***** RECORDS SUPPLIED

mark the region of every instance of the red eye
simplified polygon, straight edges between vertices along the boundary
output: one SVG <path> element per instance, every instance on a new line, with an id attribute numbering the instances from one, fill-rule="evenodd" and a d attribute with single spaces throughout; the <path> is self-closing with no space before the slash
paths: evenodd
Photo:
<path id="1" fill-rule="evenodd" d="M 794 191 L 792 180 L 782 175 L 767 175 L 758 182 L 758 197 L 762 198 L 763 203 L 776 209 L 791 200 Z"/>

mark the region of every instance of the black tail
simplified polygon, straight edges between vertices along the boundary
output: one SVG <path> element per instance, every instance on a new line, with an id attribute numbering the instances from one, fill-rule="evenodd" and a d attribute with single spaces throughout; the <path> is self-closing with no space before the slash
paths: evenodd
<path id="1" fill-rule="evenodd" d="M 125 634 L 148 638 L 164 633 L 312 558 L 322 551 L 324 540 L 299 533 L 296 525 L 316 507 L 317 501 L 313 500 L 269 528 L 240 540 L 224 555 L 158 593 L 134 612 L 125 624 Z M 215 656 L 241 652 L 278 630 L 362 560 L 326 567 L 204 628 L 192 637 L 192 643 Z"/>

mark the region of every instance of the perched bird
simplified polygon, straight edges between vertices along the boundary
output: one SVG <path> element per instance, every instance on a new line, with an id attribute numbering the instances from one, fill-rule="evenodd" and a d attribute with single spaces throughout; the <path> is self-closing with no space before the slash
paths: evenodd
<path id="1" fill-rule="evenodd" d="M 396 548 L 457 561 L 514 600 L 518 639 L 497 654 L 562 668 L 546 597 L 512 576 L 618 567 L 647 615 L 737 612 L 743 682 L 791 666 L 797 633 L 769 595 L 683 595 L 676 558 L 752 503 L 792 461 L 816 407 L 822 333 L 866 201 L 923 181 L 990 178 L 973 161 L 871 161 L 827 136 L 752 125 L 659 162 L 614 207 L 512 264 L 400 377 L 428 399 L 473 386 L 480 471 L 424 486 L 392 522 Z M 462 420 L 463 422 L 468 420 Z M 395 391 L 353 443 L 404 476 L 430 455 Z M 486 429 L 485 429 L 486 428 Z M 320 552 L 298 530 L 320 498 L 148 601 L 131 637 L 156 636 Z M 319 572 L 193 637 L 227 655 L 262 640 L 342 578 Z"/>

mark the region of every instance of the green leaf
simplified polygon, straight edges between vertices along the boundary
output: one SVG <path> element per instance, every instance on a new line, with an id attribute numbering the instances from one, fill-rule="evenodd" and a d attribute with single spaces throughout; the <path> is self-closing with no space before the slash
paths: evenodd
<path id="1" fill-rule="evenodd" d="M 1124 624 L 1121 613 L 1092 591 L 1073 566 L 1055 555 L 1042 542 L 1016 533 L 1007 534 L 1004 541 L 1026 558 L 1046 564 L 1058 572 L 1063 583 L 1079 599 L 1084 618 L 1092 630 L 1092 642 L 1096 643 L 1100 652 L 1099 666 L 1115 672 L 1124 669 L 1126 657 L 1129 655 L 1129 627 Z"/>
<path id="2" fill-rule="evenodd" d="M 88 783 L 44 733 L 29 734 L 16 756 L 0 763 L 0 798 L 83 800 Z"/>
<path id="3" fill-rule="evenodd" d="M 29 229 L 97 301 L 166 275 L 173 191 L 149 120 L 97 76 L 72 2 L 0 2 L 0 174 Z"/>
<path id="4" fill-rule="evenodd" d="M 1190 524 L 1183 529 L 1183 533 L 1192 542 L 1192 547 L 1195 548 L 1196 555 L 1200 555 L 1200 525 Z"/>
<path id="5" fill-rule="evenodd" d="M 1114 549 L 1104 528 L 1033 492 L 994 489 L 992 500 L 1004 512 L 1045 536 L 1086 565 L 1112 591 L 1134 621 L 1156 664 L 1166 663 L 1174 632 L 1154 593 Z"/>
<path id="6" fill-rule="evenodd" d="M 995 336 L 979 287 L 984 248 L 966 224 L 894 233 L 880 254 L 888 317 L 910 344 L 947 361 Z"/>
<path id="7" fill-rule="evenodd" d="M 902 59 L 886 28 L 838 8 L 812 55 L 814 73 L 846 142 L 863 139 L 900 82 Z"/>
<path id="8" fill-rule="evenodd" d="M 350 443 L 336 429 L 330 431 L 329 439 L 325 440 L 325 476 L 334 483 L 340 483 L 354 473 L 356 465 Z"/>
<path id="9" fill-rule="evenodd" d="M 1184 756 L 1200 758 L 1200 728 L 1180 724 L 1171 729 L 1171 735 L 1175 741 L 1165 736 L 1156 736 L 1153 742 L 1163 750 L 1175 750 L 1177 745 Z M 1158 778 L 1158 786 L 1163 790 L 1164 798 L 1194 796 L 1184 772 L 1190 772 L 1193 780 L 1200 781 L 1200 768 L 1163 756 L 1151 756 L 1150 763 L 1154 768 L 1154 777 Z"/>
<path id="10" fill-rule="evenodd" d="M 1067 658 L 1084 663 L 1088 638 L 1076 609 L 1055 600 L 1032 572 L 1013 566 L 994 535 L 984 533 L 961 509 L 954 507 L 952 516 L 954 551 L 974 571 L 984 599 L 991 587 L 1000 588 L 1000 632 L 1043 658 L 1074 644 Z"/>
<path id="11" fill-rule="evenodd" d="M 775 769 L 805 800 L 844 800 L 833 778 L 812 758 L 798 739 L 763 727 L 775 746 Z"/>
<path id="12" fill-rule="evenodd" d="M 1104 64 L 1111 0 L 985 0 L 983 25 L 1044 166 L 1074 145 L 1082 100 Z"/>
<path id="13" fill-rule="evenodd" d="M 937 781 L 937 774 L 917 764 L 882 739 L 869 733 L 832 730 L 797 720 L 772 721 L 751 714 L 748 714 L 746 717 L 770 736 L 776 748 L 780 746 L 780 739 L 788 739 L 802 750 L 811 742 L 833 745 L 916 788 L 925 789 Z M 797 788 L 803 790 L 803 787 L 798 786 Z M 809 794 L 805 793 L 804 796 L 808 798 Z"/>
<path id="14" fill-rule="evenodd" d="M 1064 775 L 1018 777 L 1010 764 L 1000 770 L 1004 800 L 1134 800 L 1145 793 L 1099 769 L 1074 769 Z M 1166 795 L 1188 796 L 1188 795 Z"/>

**********

◆ **WHAT YOU ARE ASKED TO DO**
Arrange the material above as a numbered list, starting at its first line and ending with the line that contains "125 634 L 148", and skip any blank lines.

◆ **TASK RESULT**
1. mark the region of every instance of the red eye
2. simplified polygon, straight edges between vertices along the boundary
3. output: one SVG <path> element per instance, every instance on a new line, with an id attribute numbering the instances from one, fill-rule="evenodd" and a d attribute with single spaces throughout; the <path> is self-closing with no space before the slash
4. paths: evenodd
5. Photo:
6. <path id="1" fill-rule="evenodd" d="M 794 191 L 792 180 L 782 175 L 767 175 L 758 182 L 758 197 L 762 198 L 763 203 L 776 209 L 791 200 Z"/>
7. mark the region of every instance of the black tail
8. simplified polygon, straight edges between vertices along the boundary
9. output: one SVG <path> element per instance, every instance on a new line, with an id attribute numbering the instances from one, fill-rule="evenodd" and a d attribute with single spaces throughout; the <path> is self-closing with no space before the slash
10. paths: evenodd
11. <path id="1" fill-rule="evenodd" d="M 125 634 L 148 638 L 164 633 L 312 558 L 322 551 L 324 540 L 299 533 L 296 525 L 316 507 L 317 501 L 313 500 L 269 528 L 240 540 L 224 555 L 158 593 L 134 612 L 125 624 Z M 215 656 L 241 652 L 278 630 L 362 560 L 326 567 L 204 628 L 192 637 L 192 643 Z"/>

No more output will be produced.